▶ Written task
Reproduce the line that holds "of the grapevine" together with all the lines after it up to the end of the entries.

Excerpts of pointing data

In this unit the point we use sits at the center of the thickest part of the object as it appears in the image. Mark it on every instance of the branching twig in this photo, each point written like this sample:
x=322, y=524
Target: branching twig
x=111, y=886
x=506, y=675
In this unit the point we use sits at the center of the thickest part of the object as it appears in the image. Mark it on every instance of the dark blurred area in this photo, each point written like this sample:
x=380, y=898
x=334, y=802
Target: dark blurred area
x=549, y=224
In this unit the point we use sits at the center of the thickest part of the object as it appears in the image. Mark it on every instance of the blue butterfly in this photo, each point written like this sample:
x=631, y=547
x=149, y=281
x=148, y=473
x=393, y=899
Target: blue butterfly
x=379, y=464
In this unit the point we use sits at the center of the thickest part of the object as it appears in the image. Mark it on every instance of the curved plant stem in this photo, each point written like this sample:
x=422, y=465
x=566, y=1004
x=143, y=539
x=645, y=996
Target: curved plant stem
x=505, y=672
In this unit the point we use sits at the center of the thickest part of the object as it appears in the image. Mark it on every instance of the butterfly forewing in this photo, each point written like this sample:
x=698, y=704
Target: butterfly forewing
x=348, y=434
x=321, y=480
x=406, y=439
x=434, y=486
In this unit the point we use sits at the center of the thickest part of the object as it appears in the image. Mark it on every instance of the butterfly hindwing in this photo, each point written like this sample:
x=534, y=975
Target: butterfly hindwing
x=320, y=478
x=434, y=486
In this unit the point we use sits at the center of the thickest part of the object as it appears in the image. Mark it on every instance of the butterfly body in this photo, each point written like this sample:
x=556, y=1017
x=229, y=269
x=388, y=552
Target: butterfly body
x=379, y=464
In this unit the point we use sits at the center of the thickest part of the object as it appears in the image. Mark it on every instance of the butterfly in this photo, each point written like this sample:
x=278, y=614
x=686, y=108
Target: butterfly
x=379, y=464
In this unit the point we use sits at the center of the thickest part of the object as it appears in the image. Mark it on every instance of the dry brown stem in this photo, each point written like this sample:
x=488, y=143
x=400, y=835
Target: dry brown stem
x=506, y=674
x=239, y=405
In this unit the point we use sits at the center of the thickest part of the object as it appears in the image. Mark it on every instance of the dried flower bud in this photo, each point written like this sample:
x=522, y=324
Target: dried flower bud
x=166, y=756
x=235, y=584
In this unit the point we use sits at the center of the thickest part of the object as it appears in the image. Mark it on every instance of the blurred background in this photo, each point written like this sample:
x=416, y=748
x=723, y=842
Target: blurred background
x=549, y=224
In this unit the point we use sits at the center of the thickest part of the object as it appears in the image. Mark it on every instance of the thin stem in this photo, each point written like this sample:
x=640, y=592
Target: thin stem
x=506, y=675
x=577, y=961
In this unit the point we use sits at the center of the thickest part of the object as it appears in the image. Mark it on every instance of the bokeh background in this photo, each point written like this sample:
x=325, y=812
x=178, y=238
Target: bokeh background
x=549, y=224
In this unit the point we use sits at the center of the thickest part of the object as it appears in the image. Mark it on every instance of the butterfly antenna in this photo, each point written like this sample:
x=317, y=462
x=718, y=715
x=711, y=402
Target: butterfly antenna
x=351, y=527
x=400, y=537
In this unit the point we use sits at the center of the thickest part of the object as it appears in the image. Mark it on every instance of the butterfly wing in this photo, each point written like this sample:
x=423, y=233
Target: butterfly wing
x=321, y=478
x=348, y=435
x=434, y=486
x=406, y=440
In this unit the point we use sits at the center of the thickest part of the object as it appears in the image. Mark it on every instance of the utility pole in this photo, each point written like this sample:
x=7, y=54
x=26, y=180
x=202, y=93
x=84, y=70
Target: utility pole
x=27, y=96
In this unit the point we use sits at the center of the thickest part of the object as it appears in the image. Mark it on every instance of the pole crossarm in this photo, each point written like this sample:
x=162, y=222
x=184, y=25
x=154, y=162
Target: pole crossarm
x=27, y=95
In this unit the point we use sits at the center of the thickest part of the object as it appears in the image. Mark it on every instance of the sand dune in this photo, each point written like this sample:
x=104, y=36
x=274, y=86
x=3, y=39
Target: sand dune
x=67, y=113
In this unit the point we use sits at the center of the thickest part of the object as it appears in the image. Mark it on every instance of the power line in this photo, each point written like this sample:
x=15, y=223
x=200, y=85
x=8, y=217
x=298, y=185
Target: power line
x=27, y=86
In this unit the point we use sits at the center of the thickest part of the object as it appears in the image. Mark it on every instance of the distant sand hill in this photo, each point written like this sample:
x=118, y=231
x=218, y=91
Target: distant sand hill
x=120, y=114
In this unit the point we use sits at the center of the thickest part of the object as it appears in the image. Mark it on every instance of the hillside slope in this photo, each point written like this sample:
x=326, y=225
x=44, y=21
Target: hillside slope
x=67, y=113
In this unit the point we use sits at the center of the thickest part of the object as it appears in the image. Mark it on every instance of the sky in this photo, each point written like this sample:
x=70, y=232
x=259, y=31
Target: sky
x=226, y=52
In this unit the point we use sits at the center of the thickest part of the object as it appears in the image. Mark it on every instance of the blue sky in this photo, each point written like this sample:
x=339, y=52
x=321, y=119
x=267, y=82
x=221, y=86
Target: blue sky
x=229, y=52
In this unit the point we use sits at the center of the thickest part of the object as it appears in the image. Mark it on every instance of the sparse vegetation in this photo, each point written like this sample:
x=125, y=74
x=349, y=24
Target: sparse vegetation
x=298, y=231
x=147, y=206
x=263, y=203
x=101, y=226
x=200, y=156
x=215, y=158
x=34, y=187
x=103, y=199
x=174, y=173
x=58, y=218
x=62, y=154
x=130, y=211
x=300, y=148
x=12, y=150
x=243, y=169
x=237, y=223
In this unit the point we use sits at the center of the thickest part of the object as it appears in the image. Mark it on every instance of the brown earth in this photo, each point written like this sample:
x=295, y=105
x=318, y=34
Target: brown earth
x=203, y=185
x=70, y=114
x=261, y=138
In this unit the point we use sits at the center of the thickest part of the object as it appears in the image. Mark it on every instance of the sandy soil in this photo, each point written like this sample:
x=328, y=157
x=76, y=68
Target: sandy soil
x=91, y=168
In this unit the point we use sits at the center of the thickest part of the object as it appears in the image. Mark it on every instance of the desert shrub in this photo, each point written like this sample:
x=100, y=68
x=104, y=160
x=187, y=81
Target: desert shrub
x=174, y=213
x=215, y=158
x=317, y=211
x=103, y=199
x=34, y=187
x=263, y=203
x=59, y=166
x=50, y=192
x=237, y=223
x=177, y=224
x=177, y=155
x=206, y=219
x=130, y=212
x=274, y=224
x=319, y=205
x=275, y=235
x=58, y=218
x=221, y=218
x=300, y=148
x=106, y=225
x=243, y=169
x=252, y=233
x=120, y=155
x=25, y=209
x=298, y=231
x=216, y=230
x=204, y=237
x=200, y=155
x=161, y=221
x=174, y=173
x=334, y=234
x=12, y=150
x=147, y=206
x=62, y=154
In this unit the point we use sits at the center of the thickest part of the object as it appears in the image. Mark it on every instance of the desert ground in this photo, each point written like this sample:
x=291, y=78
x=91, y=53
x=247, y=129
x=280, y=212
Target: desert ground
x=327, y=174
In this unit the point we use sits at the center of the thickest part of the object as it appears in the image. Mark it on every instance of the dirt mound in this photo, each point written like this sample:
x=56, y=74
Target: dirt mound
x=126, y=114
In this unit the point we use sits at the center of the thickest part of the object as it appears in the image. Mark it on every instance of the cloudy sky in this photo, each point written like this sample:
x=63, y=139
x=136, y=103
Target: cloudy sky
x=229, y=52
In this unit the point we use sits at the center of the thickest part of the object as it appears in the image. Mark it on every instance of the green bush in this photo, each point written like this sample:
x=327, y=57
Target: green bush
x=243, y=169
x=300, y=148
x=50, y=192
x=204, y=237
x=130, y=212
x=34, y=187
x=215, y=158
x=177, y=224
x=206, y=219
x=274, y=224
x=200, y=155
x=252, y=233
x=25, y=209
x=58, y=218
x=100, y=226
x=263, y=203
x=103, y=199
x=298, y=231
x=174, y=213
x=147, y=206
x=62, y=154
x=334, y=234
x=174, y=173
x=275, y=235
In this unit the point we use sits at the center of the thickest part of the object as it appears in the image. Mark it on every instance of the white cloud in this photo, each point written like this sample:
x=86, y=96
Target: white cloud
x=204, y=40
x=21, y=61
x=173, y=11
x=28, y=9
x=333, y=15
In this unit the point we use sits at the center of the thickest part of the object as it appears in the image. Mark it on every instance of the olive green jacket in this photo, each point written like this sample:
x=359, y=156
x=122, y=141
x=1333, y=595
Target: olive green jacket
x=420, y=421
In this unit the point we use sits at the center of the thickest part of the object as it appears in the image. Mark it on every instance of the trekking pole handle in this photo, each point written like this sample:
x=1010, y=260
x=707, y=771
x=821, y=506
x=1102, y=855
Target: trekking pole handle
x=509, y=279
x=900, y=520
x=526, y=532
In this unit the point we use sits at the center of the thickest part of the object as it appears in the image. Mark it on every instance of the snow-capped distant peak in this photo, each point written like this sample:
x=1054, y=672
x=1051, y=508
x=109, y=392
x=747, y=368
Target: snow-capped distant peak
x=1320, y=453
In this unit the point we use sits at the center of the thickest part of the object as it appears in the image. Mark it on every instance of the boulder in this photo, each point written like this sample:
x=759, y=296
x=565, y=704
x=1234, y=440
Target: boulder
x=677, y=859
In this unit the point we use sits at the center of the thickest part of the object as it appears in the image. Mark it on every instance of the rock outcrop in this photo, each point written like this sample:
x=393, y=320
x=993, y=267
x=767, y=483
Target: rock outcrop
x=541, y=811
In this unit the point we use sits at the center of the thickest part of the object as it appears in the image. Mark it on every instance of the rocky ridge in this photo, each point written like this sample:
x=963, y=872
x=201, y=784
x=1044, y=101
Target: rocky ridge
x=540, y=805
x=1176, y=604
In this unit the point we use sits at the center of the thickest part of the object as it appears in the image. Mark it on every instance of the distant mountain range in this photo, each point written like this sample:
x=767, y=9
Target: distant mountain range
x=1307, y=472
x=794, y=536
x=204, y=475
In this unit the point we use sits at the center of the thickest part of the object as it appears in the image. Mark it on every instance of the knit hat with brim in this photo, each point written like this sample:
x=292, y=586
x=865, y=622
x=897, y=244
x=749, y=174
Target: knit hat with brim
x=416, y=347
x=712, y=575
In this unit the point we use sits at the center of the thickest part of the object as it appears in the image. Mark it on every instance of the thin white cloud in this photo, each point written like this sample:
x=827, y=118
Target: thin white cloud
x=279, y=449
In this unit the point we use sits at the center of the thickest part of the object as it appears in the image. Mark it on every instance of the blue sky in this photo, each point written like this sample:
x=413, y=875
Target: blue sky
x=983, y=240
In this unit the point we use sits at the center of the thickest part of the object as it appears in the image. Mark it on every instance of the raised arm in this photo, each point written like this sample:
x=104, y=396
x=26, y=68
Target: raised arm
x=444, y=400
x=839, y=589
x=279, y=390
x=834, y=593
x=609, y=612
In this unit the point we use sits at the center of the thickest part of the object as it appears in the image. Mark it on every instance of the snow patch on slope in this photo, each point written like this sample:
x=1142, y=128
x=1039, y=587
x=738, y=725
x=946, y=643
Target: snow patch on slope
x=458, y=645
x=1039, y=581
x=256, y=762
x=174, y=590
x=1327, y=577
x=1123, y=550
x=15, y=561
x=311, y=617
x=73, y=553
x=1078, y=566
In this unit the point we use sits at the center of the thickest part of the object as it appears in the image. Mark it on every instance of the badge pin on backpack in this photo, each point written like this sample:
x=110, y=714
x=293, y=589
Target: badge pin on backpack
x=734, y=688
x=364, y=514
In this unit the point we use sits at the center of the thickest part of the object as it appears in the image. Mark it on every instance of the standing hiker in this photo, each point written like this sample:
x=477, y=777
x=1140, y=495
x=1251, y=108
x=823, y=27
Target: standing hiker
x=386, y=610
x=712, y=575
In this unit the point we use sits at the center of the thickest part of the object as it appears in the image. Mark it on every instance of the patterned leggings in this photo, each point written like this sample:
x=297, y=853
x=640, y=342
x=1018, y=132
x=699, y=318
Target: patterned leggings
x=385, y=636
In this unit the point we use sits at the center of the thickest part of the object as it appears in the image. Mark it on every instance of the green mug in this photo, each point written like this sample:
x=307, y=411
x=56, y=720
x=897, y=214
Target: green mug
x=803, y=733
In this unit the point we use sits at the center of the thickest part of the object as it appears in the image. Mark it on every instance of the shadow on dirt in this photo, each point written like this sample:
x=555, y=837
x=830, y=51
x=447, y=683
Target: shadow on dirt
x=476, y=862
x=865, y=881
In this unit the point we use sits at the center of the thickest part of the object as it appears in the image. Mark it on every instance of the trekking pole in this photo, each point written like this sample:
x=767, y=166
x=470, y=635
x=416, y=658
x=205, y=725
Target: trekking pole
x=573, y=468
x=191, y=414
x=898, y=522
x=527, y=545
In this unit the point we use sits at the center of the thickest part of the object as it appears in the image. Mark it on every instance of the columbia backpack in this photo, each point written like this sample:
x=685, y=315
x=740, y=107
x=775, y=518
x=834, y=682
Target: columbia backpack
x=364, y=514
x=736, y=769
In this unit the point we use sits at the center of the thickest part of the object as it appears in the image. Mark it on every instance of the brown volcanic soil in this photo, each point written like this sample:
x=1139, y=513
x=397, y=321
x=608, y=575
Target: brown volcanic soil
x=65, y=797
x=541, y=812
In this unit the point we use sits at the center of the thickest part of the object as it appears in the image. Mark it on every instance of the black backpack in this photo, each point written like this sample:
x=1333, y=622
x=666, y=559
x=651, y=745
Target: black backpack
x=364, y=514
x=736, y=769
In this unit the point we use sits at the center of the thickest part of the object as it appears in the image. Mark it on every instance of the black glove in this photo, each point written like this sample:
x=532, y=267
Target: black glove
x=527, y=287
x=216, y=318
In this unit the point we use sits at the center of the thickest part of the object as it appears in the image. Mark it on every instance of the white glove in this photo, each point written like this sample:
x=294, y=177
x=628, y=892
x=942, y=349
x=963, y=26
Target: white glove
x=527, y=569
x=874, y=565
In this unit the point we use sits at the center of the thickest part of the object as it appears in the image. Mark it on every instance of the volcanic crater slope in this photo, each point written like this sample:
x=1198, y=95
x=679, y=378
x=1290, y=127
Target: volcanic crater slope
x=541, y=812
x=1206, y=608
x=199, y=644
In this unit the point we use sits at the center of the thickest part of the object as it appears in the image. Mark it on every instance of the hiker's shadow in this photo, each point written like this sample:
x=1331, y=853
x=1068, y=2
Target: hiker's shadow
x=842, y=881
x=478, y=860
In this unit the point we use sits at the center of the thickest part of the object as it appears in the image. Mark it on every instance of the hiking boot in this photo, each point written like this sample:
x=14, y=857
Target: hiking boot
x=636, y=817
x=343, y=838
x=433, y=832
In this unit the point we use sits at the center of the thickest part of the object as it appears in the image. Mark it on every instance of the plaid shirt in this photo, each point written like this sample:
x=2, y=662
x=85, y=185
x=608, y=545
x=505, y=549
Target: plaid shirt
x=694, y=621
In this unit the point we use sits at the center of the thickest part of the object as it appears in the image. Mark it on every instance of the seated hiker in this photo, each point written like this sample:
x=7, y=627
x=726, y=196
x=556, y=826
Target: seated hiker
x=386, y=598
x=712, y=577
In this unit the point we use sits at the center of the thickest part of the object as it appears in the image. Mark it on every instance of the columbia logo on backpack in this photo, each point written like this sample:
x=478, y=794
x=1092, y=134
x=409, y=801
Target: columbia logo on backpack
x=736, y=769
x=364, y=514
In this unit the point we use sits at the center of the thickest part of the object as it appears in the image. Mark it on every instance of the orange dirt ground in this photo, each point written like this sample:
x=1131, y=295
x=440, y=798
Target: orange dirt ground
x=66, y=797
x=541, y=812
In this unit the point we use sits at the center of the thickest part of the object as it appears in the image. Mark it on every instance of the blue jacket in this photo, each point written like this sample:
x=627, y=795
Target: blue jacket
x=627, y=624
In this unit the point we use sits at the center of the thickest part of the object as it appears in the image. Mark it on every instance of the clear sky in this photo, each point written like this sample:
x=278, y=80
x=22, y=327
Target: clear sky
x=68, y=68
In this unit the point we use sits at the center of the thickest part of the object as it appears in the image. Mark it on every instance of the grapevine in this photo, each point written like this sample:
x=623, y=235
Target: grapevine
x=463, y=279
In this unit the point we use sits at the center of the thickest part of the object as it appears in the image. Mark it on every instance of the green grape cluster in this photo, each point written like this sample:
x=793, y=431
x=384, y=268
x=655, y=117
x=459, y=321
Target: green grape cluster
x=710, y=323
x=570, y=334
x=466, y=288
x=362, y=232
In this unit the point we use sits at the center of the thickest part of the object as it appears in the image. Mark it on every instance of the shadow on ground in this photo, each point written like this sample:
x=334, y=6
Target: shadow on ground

▶ Exercise solution
In this unit the point we use sits at the center of the thickest part of the object as it appears in the image. Mark it on every instance of the grapevine in this photo, each point written like this sample:
x=623, y=235
Target: grapevine
x=463, y=279
In this unit the point we use sits at the center of the thickest part of the object as it appears in the image. Mark it on every instance of the green grape cluster in this photo, each point written like this sample:
x=793, y=431
x=384, y=268
x=655, y=117
x=459, y=321
Target: green grape cluster
x=710, y=323
x=570, y=334
x=466, y=288
x=362, y=232
In this unit the point we use sits at the center of the thickest part of the object as it appears in the image. Mark it on every instance of the shadow on ground in this photo, each point written like this sample:
x=334, y=6
Target: shadow on ground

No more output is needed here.